- STATED EXERCISE:
Write out the full listing again, exactly as it stands.

--

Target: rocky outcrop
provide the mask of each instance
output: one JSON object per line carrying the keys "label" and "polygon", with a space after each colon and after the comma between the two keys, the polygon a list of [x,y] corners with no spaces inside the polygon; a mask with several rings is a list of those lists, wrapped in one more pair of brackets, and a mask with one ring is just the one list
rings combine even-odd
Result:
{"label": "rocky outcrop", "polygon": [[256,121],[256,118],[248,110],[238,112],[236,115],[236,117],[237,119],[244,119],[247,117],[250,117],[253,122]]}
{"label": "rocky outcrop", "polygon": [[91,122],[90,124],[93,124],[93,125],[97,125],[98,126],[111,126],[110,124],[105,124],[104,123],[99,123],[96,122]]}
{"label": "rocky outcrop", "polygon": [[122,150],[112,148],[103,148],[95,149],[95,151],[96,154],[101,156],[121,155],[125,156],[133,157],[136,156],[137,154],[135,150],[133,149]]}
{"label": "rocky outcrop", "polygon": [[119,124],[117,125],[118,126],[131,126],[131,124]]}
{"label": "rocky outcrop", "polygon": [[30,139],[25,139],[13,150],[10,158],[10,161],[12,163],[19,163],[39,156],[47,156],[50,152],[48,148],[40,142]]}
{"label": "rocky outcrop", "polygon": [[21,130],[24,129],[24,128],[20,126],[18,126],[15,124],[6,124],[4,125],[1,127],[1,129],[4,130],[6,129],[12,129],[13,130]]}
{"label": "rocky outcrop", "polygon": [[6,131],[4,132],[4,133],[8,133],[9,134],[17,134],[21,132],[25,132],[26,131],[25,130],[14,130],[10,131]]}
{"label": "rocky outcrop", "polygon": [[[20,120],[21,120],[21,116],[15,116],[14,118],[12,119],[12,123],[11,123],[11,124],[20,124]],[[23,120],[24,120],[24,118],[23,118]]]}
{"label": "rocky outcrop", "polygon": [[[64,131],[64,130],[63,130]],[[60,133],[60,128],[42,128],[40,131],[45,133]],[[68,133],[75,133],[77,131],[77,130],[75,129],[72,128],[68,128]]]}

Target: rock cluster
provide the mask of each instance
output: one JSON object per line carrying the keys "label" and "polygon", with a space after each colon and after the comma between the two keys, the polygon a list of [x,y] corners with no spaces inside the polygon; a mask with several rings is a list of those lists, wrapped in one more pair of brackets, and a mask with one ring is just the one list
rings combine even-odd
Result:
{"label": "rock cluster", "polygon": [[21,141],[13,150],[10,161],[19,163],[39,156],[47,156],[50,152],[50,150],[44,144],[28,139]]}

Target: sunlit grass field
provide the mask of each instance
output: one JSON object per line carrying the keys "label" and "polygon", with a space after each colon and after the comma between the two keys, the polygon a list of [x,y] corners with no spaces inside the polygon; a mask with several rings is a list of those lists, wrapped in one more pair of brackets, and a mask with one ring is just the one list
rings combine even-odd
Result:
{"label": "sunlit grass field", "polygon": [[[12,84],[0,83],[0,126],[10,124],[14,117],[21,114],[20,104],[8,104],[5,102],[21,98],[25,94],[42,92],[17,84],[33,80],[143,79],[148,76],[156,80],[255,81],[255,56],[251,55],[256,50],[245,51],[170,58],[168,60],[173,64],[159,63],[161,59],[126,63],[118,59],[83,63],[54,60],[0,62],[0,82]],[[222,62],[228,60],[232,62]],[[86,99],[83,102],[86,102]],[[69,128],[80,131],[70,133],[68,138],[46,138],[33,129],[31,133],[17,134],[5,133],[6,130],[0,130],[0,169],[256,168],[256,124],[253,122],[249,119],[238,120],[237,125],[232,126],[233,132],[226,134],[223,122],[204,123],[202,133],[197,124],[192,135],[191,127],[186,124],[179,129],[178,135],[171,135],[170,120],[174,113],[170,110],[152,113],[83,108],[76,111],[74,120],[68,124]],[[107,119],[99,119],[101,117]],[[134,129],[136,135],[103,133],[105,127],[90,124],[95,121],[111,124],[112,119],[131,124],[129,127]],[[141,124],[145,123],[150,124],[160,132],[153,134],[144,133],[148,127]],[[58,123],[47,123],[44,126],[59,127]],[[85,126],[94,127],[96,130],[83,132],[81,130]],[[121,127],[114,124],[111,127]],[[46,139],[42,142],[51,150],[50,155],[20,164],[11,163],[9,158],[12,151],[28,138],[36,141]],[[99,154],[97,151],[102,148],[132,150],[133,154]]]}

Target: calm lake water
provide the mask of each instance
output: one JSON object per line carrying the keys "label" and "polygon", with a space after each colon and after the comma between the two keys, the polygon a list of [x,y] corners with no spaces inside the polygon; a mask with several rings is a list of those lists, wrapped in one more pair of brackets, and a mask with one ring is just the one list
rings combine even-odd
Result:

--

- EXERCISE RESULT:
Target: rocky outcrop
provide the mask of each instance
output: one JSON object per line carrying the keys "label" and "polygon", with a space after each colon and after the comma between the two keys, the polygon a list of [x,y] corners with no spaces inside the polygon; a mask with several rings is a list of those lists, wrapped in one more pair of brackets, and a mask with one ring is just the one list
rings combine even-odd
Result:
{"label": "rocky outcrop", "polygon": [[256,121],[256,118],[248,110],[238,112],[236,115],[236,117],[237,119],[244,119],[247,117],[250,117],[253,122]]}
{"label": "rocky outcrop", "polygon": [[91,122],[90,124],[93,124],[93,125],[97,125],[98,126],[111,126],[110,124],[105,124],[104,123],[99,123],[96,122]]}
{"label": "rocky outcrop", "polygon": [[122,150],[112,148],[103,148],[95,149],[95,151],[96,154],[101,156],[121,155],[125,156],[133,157],[136,156],[137,154],[135,150],[133,149]]}
{"label": "rocky outcrop", "polygon": [[119,124],[117,125],[118,126],[131,126],[131,124]]}
{"label": "rocky outcrop", "polygon": [[30,139],[25,139],[13,150],[10,158],[10,161],[12,163],[19,163],[39,156],[47,156],[50,152],[48,148],[40,142]]}
{"label": "rocky outcrop", "polygon": [[21,130],[24,129],[24,128],[20,126],[18,126],[15,124],[6,124],[4,125],[1,127],[1,129],[4,130],[6,129],[12,129],[13,130]]}
{"label": "rocky outcrop", "polygon": [[6,131],[4,132],[4,133],[8,133],[9,134],[17,134],[21,132],[25,132],[26,131],[25,130],[14,130],[10,131]]}
{"label": "rocky outcrop", "polygon": [[[20,120],[21,120],[21,116],[15,116],[14,118],[12,119],[12,123],[11,123],[11,124],[20,124]],[[23,120],[24,120],[24,118],[23,118]]]}
{"label": "rocky outcrop", "polygon": [[[64,131],[64,130],[63,130]],[[60,133],[60,128],[42,128],[40,131],[45,133]],[[68,133],[75,133],[77,131],[77,130],[75,129],[72,128],[68,128]]]}

Target: rock cluster
provide the mask of each instance
output: one JSON object per line carrying the keys "label" and "polygon", with a space after each colon and after the comma between the two keys, the polygon a list of [x,y] corners with no spaces inside the polygon; a mask with several rings is a list of those lists, wrapped in one more pair of brackets, and a mask with one ring is just the one list
rings combine even-odd
Result:
{"label": "rock cluster", "polygon": [[21,141],[13,150],[10,161],[19,163],[39,156],[47,156],[50,152],[50,150],[44,144],[28,139]]}

Target: sunlit grass field
provide the mask of each instance
output: one JSON object per line carrying the keys "label" and "polygon", with a space after each colon and after the comma between the two keys, the polygon a list of [x,y] corners with no spaces inside the polygon; a mask with several rings is a list of those lists, wrapped in one more pair of brackets, and a mask with one ring is just the one list
rings combine even-odd
Result:
{"label": "sunlit grass field", "polygon": [[[12,84],[0,83],[0,126],[10,124],[14,117],[21,114],[20,104],[8,104],[5,102],[21,98],[25,94],[42,92],[17,84],[33,80],[143,79],[148,76],[156,80],[255,81],[255,56],[251,55],[256,50],[245,51],[170,58],[168,60],[173,64],[159,63],[161,59],[126,63],[118,59],[83,63],[54,60],[0,62],[0,82]],[[222,62],[228,60],[232,62]],[[86,99],[83,102],[86,102]],[[69,128],[80,131],[70,133],[68,138],[46,138],[33,129],[31,133],[17,134],[5,133],[6,130],[0,130],[0,169],[256,168],[256,124],[253,122],[249,119],[238,120],[237,125],[232,126],[233,132],[226,134],[223,122],[204,123],[202,133],[197,124],[192,135],[191,127],[186,124],[179,129],[178,135],[171,135],[170,120],[174,113],[170,110],[152,113],[83,108],[76,111],[74,120],[68,124]],[[107,119],[99,119],[101,117]],[[134,129],[136,135],[103,133],[105,127],[90,124],[95,121],[111,124],[112,119],[131,124],[129,127]],[[141,124],[145,123],[150,124],[160,132],[153,134],[144,133],[148,127]],[[58,123],[47,123],[44,126],[59,127]],[[85,126],[94,127],[96,130],[83,132],[81,130]],[[121,127],[114,124],[111,127]],[[46,139],[42,142],[51,150],[50,155],[20,164],[11,163],[9,158],[12,151],[28,138],[36,141]],[[99,154],[97,151],[102,148],[132,150],[133,154]]]}

Target: calm lake water
provide the mask of each instance
output: one JSON object per line carrying the keys "label" and "polygon", with a space after each colon and after the comma between the two keys, the polygon a list of [x,y] corners with no spaces inside the polygon; a mask with several rings is a list of those lists, wrapped in one more pair of brackets, and a mask with one ring is just the one list
rings combine even-odd
Result:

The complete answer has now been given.